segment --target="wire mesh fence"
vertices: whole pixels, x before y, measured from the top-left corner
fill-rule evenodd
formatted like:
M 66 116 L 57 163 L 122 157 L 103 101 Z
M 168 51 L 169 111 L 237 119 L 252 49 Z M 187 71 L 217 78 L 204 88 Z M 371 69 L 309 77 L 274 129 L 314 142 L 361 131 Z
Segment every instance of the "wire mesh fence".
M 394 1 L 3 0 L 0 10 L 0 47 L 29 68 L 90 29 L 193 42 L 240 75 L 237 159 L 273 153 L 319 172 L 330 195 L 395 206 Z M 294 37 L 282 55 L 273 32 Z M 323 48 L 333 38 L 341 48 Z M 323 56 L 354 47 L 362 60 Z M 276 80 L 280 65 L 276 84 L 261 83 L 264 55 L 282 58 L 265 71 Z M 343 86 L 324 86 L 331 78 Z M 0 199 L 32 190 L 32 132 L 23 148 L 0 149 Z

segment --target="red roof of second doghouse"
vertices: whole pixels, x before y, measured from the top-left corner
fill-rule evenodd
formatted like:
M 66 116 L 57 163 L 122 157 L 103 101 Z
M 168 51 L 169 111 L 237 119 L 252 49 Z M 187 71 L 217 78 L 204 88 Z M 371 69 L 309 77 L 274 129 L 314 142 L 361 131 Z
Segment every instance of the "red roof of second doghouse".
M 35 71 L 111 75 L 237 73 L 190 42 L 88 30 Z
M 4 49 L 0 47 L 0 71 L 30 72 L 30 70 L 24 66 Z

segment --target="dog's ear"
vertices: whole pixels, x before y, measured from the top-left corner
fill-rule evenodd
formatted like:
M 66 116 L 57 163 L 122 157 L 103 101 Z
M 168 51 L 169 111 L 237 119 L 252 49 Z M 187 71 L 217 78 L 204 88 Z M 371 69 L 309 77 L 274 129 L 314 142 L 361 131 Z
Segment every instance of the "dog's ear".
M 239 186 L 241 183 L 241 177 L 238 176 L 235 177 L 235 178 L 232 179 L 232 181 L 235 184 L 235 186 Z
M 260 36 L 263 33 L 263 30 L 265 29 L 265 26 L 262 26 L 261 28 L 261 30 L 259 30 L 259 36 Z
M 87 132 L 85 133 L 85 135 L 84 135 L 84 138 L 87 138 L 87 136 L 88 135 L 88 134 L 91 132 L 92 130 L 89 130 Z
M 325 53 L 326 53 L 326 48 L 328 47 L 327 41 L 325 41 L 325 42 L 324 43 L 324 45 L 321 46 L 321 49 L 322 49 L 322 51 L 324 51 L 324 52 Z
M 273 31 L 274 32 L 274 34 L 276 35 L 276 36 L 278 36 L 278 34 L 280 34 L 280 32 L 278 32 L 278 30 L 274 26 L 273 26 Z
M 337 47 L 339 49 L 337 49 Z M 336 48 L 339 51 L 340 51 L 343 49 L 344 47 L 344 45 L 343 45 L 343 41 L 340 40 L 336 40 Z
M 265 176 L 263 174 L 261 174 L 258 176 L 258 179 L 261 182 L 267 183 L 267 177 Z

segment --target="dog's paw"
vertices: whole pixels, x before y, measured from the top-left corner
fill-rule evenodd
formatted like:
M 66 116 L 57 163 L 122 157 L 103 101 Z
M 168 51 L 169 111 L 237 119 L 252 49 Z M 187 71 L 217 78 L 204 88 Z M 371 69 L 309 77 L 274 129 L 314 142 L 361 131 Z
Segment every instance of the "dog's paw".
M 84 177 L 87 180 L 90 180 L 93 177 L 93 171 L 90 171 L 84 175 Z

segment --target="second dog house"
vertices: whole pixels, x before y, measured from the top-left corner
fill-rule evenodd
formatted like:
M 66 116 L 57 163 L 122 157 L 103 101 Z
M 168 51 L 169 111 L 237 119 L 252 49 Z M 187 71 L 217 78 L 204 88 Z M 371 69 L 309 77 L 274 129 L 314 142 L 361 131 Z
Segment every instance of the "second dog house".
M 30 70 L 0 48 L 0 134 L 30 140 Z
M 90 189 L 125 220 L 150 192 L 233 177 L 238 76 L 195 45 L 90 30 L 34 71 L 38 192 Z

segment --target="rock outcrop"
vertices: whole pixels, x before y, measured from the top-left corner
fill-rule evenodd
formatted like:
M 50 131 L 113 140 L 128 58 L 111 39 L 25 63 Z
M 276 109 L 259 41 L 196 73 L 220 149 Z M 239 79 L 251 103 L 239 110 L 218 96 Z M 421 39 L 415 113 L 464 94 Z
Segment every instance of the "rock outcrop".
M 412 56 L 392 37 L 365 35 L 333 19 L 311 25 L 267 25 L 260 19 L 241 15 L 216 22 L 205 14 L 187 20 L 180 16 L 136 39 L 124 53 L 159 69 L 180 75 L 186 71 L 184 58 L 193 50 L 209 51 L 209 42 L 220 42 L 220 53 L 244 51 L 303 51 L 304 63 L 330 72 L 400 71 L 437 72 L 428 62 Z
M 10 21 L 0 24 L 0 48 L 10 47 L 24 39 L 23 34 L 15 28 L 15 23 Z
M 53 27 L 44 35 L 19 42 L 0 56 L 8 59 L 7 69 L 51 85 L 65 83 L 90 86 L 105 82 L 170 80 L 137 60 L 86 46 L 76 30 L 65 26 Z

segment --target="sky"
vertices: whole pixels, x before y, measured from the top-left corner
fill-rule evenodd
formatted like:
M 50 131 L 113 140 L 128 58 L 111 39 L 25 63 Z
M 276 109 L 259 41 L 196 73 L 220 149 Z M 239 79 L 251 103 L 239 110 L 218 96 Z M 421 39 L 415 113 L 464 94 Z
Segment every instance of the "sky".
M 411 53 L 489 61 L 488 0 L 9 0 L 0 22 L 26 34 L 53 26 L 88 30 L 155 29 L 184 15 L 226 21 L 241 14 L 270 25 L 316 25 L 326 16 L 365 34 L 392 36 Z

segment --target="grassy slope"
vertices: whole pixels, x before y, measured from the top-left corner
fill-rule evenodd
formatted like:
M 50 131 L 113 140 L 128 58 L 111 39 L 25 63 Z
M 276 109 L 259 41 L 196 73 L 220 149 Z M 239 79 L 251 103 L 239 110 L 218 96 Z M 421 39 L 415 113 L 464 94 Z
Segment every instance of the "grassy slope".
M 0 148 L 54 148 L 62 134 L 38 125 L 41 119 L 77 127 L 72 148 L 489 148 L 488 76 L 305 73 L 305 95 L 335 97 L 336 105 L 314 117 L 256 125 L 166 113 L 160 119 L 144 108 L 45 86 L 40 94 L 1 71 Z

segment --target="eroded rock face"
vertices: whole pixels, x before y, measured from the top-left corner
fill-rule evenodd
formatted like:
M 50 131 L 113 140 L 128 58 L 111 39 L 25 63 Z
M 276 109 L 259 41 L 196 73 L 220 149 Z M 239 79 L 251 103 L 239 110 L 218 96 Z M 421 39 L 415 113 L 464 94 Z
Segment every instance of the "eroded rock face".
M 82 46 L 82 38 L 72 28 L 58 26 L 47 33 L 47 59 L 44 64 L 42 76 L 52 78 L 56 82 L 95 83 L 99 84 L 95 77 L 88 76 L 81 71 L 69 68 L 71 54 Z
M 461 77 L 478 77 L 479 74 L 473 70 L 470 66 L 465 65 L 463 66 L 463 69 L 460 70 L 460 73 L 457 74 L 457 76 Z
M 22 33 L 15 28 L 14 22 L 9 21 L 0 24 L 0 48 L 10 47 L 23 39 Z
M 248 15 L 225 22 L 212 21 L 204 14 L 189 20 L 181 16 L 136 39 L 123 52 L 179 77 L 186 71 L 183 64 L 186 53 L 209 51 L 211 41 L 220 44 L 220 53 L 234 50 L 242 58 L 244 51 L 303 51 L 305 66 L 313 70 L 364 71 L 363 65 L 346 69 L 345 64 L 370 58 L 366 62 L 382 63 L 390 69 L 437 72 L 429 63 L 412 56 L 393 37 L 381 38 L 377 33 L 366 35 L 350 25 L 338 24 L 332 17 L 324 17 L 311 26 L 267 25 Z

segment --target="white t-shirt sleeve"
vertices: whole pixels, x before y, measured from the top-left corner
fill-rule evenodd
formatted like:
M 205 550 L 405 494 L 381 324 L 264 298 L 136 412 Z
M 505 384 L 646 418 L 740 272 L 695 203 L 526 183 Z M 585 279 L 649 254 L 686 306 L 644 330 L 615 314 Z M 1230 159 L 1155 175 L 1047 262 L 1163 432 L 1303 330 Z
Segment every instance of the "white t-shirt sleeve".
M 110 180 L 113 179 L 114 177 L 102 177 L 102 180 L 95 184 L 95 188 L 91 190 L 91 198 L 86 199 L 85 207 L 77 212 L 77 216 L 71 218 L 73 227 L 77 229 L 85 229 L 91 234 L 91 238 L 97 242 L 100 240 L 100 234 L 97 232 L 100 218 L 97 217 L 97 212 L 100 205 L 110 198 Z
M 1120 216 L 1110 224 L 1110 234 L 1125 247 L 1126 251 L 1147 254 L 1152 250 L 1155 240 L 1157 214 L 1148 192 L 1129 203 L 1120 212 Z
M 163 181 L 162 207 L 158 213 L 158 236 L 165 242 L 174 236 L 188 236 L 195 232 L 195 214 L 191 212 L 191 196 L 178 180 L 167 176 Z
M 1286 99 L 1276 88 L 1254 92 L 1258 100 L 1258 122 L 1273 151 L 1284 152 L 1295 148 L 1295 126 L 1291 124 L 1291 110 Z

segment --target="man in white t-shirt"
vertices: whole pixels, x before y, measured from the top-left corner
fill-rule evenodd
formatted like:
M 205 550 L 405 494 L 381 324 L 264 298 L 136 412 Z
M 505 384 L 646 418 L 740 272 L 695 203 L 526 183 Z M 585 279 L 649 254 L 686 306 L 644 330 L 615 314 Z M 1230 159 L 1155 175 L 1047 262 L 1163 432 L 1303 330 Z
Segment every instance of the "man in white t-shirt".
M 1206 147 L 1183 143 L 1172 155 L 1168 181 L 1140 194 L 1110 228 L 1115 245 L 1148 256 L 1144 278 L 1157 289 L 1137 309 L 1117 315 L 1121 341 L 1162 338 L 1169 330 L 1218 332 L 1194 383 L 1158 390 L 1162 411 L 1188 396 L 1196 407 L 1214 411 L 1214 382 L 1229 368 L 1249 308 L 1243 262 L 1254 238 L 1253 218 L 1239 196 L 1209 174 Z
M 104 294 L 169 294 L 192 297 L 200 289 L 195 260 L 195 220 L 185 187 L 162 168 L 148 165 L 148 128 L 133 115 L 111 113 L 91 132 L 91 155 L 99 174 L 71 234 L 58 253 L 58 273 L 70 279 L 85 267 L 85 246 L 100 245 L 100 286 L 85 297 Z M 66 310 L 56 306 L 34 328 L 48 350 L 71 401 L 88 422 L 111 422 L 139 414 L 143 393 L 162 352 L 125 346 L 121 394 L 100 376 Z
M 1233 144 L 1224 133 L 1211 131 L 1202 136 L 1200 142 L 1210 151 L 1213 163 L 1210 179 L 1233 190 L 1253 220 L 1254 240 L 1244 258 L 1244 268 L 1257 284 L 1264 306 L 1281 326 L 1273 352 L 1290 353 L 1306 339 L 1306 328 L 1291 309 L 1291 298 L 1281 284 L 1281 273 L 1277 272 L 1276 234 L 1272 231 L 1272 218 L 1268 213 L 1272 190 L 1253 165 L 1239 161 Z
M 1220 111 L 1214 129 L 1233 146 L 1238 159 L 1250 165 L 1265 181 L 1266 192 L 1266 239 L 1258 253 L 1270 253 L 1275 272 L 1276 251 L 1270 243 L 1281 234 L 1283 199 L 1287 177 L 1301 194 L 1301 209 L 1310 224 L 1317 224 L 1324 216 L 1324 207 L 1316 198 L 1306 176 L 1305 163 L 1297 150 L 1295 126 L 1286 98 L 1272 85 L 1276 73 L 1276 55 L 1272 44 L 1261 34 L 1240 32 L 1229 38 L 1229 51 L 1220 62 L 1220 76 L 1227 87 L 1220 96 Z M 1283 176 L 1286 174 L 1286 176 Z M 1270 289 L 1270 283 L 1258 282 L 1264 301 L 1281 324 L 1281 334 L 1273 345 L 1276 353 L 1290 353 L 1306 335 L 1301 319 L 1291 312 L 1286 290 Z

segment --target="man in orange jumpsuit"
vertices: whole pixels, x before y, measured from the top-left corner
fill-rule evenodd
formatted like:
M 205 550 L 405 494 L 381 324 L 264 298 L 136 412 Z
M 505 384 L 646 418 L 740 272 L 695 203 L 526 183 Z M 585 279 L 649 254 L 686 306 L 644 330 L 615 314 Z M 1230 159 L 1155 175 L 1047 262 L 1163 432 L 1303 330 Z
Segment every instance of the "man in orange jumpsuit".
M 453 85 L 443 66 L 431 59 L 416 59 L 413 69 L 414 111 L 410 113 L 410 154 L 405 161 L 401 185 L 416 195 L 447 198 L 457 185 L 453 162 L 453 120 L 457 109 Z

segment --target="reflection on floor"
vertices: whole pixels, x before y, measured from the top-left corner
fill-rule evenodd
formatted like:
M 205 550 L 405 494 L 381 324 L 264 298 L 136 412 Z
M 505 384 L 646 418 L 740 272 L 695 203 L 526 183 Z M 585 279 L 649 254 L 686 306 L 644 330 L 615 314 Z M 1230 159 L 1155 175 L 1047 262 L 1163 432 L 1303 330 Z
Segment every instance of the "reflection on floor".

Task description: Pull out each line of the data above that contains the string "mesh", and list those lines in full. Matches must agree in case.

Problem solution:
segment --target="wire mesh fence"
Segment every instance of the "wire mesh fence".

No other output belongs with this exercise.